### Activity
Reproduce all records word for word.

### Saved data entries
• • • • •

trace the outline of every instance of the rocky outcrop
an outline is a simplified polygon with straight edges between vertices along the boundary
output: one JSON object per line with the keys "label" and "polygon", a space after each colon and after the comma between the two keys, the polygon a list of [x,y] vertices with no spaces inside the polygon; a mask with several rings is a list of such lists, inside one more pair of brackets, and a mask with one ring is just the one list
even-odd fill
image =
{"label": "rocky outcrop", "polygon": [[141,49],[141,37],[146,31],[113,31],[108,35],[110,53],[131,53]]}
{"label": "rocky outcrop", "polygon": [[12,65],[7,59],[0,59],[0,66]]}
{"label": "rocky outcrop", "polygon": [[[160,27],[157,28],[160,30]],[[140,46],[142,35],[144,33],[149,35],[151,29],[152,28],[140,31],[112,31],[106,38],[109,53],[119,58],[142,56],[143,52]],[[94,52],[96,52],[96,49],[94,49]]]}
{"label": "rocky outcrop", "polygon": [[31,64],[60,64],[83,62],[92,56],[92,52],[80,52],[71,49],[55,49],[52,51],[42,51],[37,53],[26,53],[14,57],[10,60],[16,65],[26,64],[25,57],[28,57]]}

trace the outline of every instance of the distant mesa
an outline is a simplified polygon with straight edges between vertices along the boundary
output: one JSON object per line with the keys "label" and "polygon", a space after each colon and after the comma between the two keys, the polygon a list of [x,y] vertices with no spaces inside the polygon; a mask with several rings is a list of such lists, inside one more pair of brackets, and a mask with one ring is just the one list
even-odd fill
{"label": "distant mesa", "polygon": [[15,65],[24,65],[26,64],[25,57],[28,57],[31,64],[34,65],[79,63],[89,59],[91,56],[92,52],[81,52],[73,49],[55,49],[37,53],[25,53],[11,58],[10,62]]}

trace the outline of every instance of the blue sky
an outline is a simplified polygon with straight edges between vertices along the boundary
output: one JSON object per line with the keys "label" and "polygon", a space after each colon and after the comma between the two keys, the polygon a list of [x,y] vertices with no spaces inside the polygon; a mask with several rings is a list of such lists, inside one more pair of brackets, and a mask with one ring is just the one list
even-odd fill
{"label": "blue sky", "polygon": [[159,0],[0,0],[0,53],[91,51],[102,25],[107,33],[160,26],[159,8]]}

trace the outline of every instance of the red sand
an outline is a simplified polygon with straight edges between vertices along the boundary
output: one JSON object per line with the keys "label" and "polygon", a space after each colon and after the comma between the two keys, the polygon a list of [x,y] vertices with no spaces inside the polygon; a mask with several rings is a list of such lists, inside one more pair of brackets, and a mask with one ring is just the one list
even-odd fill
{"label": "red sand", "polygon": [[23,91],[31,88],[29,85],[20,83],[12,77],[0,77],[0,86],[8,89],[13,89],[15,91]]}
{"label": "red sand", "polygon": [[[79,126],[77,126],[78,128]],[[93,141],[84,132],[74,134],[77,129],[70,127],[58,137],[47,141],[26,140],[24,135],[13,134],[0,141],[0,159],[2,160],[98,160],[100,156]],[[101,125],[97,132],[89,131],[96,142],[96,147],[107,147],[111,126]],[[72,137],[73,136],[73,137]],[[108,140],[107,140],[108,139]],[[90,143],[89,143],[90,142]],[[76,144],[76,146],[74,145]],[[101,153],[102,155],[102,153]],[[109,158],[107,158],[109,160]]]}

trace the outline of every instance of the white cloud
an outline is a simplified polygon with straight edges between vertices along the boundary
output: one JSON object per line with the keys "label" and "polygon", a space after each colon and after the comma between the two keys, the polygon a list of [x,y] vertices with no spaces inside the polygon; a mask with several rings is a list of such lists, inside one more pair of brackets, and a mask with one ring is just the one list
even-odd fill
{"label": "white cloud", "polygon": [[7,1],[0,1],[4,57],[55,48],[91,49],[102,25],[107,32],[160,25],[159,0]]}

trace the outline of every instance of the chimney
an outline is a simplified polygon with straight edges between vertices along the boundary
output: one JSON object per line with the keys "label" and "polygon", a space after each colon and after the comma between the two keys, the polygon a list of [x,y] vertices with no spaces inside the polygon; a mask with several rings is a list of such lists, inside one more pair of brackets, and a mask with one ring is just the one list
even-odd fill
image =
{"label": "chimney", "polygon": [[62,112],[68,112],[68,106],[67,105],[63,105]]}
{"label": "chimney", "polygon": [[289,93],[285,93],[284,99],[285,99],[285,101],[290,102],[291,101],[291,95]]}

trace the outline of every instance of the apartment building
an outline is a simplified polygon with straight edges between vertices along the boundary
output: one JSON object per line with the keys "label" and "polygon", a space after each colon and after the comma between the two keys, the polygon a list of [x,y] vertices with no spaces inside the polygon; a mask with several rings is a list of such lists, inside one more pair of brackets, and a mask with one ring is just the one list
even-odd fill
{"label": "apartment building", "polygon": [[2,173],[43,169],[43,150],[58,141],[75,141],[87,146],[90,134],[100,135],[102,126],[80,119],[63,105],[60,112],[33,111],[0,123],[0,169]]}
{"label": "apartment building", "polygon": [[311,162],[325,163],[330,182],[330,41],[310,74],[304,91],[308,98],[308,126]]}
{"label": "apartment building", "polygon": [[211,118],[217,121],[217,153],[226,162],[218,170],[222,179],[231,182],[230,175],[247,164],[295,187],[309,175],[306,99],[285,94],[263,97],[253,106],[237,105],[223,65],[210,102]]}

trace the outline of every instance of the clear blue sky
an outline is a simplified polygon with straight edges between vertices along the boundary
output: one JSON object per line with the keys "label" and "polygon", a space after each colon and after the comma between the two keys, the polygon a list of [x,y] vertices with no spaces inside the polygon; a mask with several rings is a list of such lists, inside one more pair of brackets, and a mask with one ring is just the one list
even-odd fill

• • • • •

### Reply
trace the outline of every instance of the rocky outcrop
an outline is a simplified polygon with straight edges between vertices along the boundary
output: one JSON object per line with the keys "label" and "polygon", a space after each colon and after the comma between the two keys, the polygon a list of [x,y] vertices with no spaces inside the polygon; a mask with several rings is a list of such lists, inside one more pair of brackets, and a mask with one ring is just the one list
even-odd fill
image =
{"label": "rocky outcrop", "polygon": [[141,49],[141,37],[146,31],[113,31],[108,35],[110,53],[131,53]]}
{"label": "rocky outcrop", "polygon": [[12,65],[7,59],[0,59],[0,66]]}
{"label": "rocky outcrop", "polygon": [[[160,27],[157,28],[160,30]],[[140,46],[142,35],[144,33],[149,35],[151,29],[152,28],[140,31],[112,31],[106,38],[109,53],[119,58],[142,56],[143,52]],[[94,52],[96,52],[96,49],[94,49]]]}
{"label": "rocky outcrop", "polygon": [[31,64],[60,64],[83,62],[92,56],[92,52],[80,52],[71,49],[55,49],[52,51],[42,51],[37,53],[26,53],[14,57],[10,60],[16,65],[26,64],[25,57],[28,57]]}

trace the outline of every instance of the distant mesa
an outline is a simplified polygon with straight edges between vertices along the boundary
output: one JSON object per line with the keys "label" and "polygon", a space after each colon and after the comma between the two keys, the polygon a list of [x,y] vertices with no spaces inside the polygon; a mask with several rings is a list of such lists, inside one more pair of brackets, and a mask with one ring is just the one list
even-odd fill
{"label": "distant mesa", "polygon": [[15,65],[24,65],[26,64],[25,57],[28,57],[31,64],[34,65],[79,63],[89,59],[91,56],[92,52],[81,52],[73,49],[55,49],[37,53],[25,53],[11,58],[10,62]]}

trace the outline of every instance of the blue sky
an outline is a simplified polygon with straight edges between vertices along the boundary
output: one JSON object per line with the keys "label" and "polygon", a space after each colon and after the comma between the two keys, the polygon a list of [x,y] vertices with no spaces inside the polygon; a mask with several rings is a list of such lists, inside one more pair of brackets, and a mask with one ring is just the one list
even-odd fill
{"label": "blue sky", "polygon": [[159,0],[0,0],[0,53],[91,51],[102,25],[107,33],[160,26],[159,8]]}

trace the outline of every instance of the red sand
an outline is a simplified polygon with straight edges between vertices along the boundary
output: one JSON object per line with the keys "label" and "polygon", a space after each colon and after the comma between the two keys, the polygon a list of [x,y] vertices with no spaces inside the polygon; a mask with several rings is a list of such lists, inside one more pair of brackets, and a mask with one ring is just the one list
even-odd fill
{"label": "red sand", "polygon": [[23,91],[31,88],[29,85],[20,83],[12,77],[0,77],[0,86],[8,89],[13,89],[15,91]]}
{"label": "red sand", "polygon": [[[79,126],[77,126],[78,128]],[[93,141],[84,132],[74,134],[77,129],[70,127],[58,137],[47,141],[26,140],[24,135],[13,134],[0,141],[0,159],[2,160],[98,160],[100,156]],[[101,125],[97,132],[89,131],[96,142],[96,147],[107,147],[111,126]],[[72,137],[73,136],[73,137]],[[108,140],[107,140],[108,139]],[[90,143],[89,143],[90,142]],[[76,144],[76,146],[74,145]],[[101,153],[102,155],[102,153]],[[109,158],[107,158],[109,160]]]}

trace the outline of every instance of the white cloud
an outline is a simplified polygon with straight edges between vertices along the boundary
output: one JSON object per line with the keys "label" and "polygon", a space after each colon and after the comma between the two keys, the polygon a list of [x,y] vertices with no spaces inside the polygon; a mask with several rings is a list of such lists, inside one more pair of brackets, and a mask with one ring is just the one list
even-odd fill
{"label": "white cloud", "polygon": [[7,1],[0,1],[4,57],[55,48],[91,49],[102,25],[107,32],[160,25],[159,0]]}

trace the outline of every instance of the chimney
an outline is a simplified polygon with straight edges between vertices along the boundary
output: one JSON object per line with the keys "label" and "polygon", a space after each colon and after the comma between the two keys, the polygon a list of [x,y] vertices with no spaces inside the polygon; a mask with several rings is a list of such lists, inside one more pair of brackets, and a mask with one ring is just the one list
even-odd fill
image =
{"label": "chimney", "polygon": [[62,112],[68,112],[68,106],[67,105],[63,105]]}
{"label": "chimney", "polygon": [[289,93],[285,93],[284,99],[285,99],[285,101],[290,102],[291,101],[291,95]]}

trace the outline of every instance of the apartment building
an outline is a simplified polygon with straight edges between vertices along the boundary
output: one JSON object per line with the keys "label" and "polygon", a space after each colon and after the comma between the two keys, the polygon a list of [x,y] vertices with no spaces inside the polygon; a mask with several rings is a list of such lists, inside one more pair of brackets, and a mask with one ring is just the one list
even-odd fill
{"label": "apartment building", "polygon": [[2,173],[43,169],[43,150],[58,141],[75,141],[87,146],[90,134],[100,135],[102,126],[80,119],[63,105],[60,112],[33,111],[0,123],[0,169]]}
{"label": "apartment building", "polygon": [[311,162],[325,163],[330,182],[330,41],[310,74],[304,91],[308,98],[308,126]]}
{"label": "apartment building", "polygon": [[211,118],[217,121],[217,153],[226,162],[218,170],[222,179],[231,182],[230,175],[247,164],[295,187],[309,175],[306,99],[285,94],[263,97],[253,106],[237,105],[223,65],[210,102]]}

trace the outline of every instance of the clear blue sky
an outline is a simplified polygon with straight edges between vertices along the boundary
output: one JSON object per line with the keys "label" and "polygon", a space after each colon and after the comma between the two keys, the polygon a list of [x,y] vertices with no spaces inside the polygon; a mask with several rings is a list of such lists, inside one more pair of brackets, and a mask with one ring is just the one list
even-odd fill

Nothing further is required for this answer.